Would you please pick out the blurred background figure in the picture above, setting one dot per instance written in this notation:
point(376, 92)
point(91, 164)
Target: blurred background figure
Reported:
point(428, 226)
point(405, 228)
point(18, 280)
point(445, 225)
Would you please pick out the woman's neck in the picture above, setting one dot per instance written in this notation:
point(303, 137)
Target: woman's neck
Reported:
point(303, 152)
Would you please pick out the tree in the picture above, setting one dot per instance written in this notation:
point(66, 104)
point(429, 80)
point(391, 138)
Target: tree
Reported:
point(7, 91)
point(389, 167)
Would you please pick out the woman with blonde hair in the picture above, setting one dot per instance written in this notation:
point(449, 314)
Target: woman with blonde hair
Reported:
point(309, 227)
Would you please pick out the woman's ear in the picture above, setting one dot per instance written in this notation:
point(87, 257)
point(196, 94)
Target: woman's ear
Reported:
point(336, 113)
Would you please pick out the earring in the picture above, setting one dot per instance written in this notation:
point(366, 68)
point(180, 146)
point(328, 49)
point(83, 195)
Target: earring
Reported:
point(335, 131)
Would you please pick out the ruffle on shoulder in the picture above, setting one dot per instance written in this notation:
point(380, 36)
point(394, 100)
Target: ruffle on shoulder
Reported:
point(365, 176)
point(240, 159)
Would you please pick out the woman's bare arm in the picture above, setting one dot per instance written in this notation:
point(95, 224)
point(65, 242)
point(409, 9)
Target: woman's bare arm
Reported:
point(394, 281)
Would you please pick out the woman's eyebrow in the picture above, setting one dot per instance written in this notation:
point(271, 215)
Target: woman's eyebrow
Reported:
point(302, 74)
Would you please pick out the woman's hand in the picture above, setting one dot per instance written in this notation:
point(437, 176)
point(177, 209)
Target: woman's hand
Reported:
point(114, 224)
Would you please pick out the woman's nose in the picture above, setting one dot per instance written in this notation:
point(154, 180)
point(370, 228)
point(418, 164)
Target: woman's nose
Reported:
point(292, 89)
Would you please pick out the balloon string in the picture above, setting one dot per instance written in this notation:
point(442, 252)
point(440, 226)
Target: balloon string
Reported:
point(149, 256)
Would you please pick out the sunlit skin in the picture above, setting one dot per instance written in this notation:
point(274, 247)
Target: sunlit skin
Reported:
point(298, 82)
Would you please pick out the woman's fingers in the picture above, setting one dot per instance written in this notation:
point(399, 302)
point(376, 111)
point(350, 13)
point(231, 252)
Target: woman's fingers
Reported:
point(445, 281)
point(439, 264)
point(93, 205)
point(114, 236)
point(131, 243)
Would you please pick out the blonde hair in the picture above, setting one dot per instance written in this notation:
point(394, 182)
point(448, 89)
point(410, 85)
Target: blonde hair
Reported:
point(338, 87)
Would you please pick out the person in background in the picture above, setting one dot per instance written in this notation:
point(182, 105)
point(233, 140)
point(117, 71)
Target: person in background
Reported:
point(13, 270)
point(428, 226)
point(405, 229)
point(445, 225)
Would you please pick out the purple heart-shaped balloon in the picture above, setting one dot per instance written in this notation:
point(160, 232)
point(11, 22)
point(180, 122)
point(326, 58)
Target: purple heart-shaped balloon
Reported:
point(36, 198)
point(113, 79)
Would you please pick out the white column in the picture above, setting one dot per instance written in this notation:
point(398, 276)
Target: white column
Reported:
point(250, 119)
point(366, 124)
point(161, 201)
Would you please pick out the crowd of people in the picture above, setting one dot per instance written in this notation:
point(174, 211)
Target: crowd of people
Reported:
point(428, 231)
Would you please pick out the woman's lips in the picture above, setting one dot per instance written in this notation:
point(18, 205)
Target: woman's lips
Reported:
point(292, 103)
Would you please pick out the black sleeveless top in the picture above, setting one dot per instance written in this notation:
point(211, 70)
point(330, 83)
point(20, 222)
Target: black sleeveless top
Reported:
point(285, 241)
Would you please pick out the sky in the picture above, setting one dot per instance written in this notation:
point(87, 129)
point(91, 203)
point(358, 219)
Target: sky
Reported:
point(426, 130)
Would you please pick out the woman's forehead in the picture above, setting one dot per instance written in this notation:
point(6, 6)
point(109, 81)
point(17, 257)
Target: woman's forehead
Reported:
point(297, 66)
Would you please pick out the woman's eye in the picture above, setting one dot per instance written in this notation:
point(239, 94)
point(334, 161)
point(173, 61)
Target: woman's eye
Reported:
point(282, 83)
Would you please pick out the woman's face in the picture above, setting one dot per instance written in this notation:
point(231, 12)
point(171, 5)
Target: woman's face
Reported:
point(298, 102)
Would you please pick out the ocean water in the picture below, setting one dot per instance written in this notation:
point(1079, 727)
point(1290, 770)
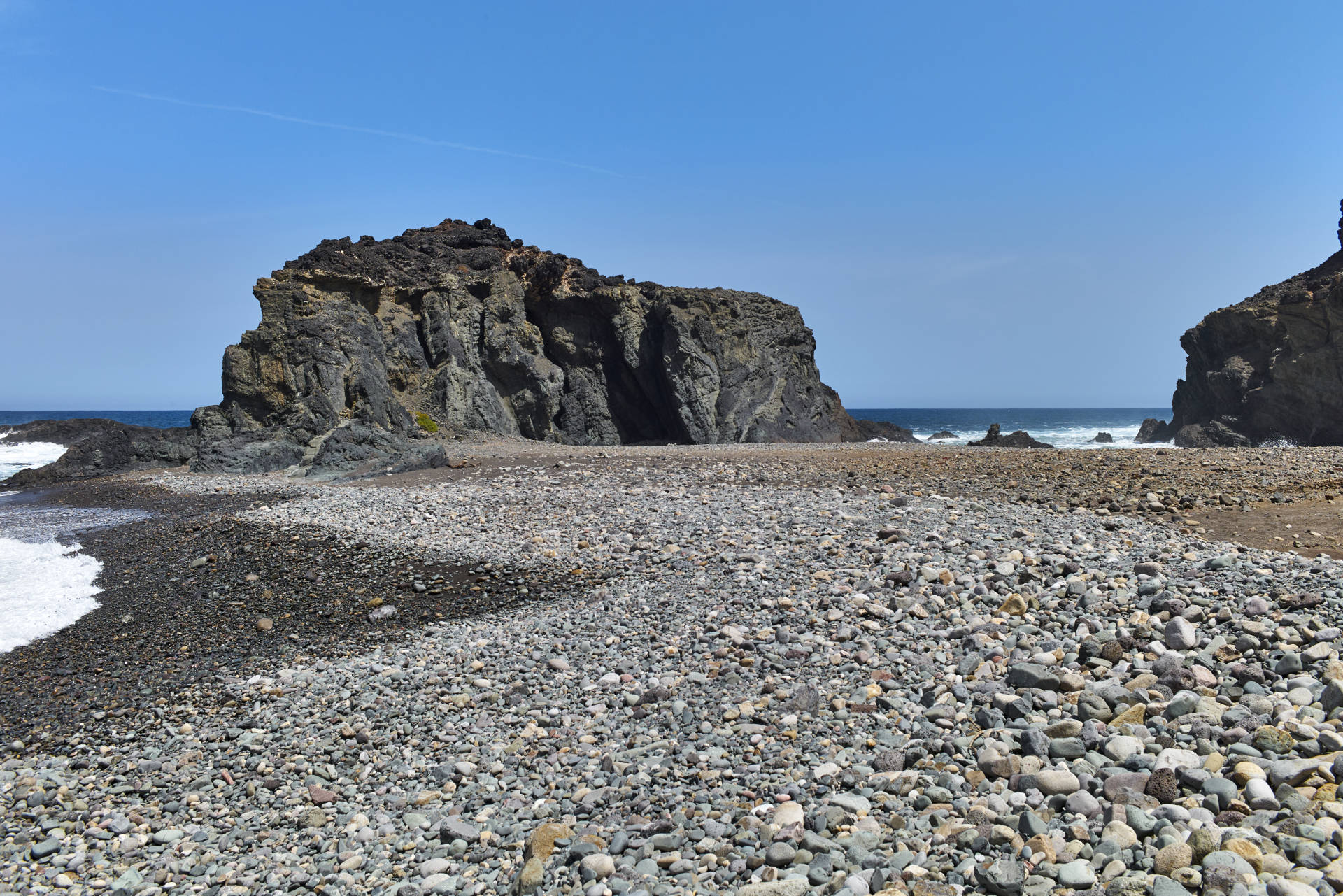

:::

WHAT TO PRODUCE → Everything in the entries above should be transcribed exactly, apart from the pictures.

SOLUTION FOR THIS EXERCISE →
Would you please pick out the blurred background figure in the picture above, setting one dot per instance written in this notation:
point(376, 92)
point(91, 164)
Target: blurred background figure
Reported:
point(428, 226)
point(405, 228)
point(18, 280)
point(445, 225)
Would you please pick out the woman's neck in the picture above, setting one dot per instance written in this notation:
point(303, 137)
Target: woman's neck
Reported:
point(303, 152)
Would you please pick out the tree in the picture above, setting one dot per instance written in this notation:
point(66, 104)
point(429, 80)
point(391, 138)
Target: tree
Reported:
point(7, 91)
point(389, 167)
Would you please pick out the woman with blonde hair in the picture above, setting one dot per instance written in this notation:
point(449, 314)
Target: woman with blonde hair
Reported:
point(309, 227)
Would you please pick out the woman's ear in the picture above, setting one dot per instance written in this notation:
point(87, 257)
point(196, 94)
Target: woman's ear
Reported:
point(336, 113)
Would you please pick out the earring in the picture above, setting one dot per instance written in this notation:
point(366, 68)
point(180, 146)
point(328, 49)
point(83, 195)
Target: earring
Reported:
point(335, 131)
Would you please pick out the ruffle on shoulder in the picture above, setting one dot per instance written in this notation:
point(380, 36)
point(394, 100)
Target: ruffle on shoulder
Reported:
point(365, 176)
point(240, 159)
Would you please pick out the woman's bare arm in the picture above, setting one dot per instance written in this notation:
point(95, 224)
point(65, 242)
point(409, 9)
Target: woman's bare arm
Reported:
point(394, 281)
Would you please pick out the woman's eyebrow in the picture above, setting one dot per instance written in this notation:
point(271, 215)
Target: woman's eyebrow
Reported:
point(302, 74)
Would you please pick out the woman's hand in the picture above, setting one dot per instance written in this notation:
point(437, 176)
point(177, 209)
Target: woman's hand
Reported:
point(114, 224)
Would you please pick out the woman's nose in the picture above, setting one dot per instance written in this notation:
point(154, 180)
point(370, 228)
point(418, 164)
Target: woman's nose
Reported:
point(292, 89)
Would you please pick out the balloon string in the picture above, setting one dot per instance written in this notation:
point(442, 252)
point(440, 226)
Target: balloon string
Reported:
point(149, 256)
Would you please pick out the sunlit skin in the picture above, setting one dot per instance written in this notation:
point(274, 247)
Target: sunlit skin
Reported:
point(298, 82)
Would you please pick out the woman's fingers in the picture above, setting one dot per instance written in this notation:
point(399, 302)
point(376, 111)
point(350, 13)
point(231, 252)
Target: woman's fingers
Reported:
point(445, 281)
point(439, 264)
point(93, 205)
point(114, 236)
point(131, 243)
Would you please pick out the blonde hair in the picture above, setting one dot per instance written in this notation:
point(394, 182)
point(448, 89)
point(410, 85)
Target: blonde hair
Reported:
point(338, 87)
Would you please pick out the person in background in the picture above, setting one dot per instance written in this notation:
point(182, 105)
point(233, 140)
point(117, 71)
Target: person in background
Reported:
point(13, 270)
point(428, 226)
point(405, 229)
point(445, 225)
Would you please pick out the purple heart-shaped balloon in the picture above, setting one dot per instance written in this notation:
point(160, 232)
point(11, 22)
point(180, 122)
point(326, 58)
Target: purple heart-shaped balloon
Reported:
point(36, 198)
point(113, 79)
Would you please pick out the white column in the picture above, setting one dot per instance written in this notation:
point(398, 276)
Target: white column
Reported:
point(250, 119)
point(366, 124)
point(161, 201)
Would you please pick out the crowd of people in the picture above, setting one dot per instance written in this notation:
point(174, 211)
Target: crowd of people
Reported:
point(428, 231)
Would you please pick out the woman's lips in the picture above, setting one dot per instance written in this notation:
point(18, 205)
Target: woman's lips
Reported:
point(292, 103)
Would you please pick out the black sleeveless top in the picture above, setting one dot per instance written in this notation:
point(211, 70)
point(330, 83)
point(20, 222)
Target: black sleeveless top
Reported:
point(285, 241)
Would you please pick out the sky in the picture above, setting one dot per instance written in this notation:
point(87, 129)
point(91, 203)
point(358, 219)
Target: sky
Reported:
point(426, 130)
Would you please pick out the woman's forehead in the picture above, setting one dot per instance written in this notation:
point(6, 6)
point(109, 81)
point(17, 257)
Target: woman's forehead
Reported:
point(297, 66)
Would you please pick out the woman's eye in the picture above, setting one dot per instance written in this notation:
point(239, 94)
point(334, 161)
point(173, 61)
Target: woman's eye
Reported:
point(282, 83)
Would you please pick out the woman's face in the picture above, setting one dot per instance written in this notation:
point(231, 12)
point(171, 5)
Target: woman's face
Reported:
point(298, 102)
Would you please pick out the ocean water in the picture below, setting one dot per instance written in this notation:
point(1079, 727)
point(1290, 770)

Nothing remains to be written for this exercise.